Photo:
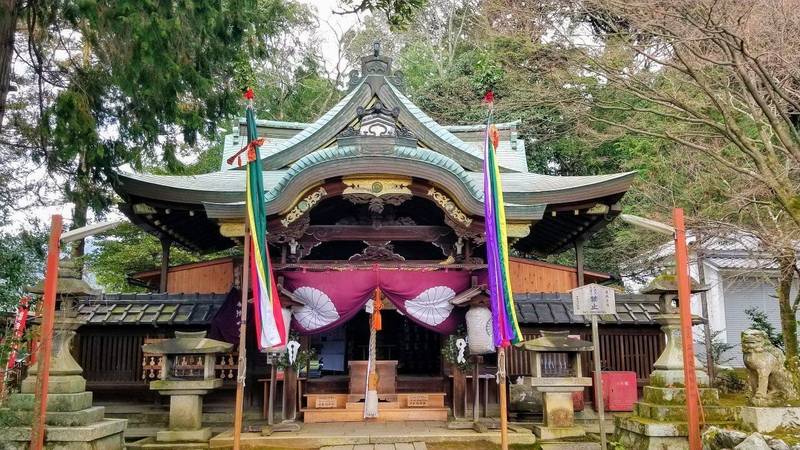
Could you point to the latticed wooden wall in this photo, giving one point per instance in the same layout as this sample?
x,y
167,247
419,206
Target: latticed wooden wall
x,y
621,348
114,358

————

# Task description
Give the records above again verbatim, pictures omitted.

# Your solution
Photo:
Could you point to the latticed wooden wall in this photo, giving one point per instance in the same layout as this sample?
x,y
167,247
419,206
Target: latticed wooden wall
x,y
621,348
114,358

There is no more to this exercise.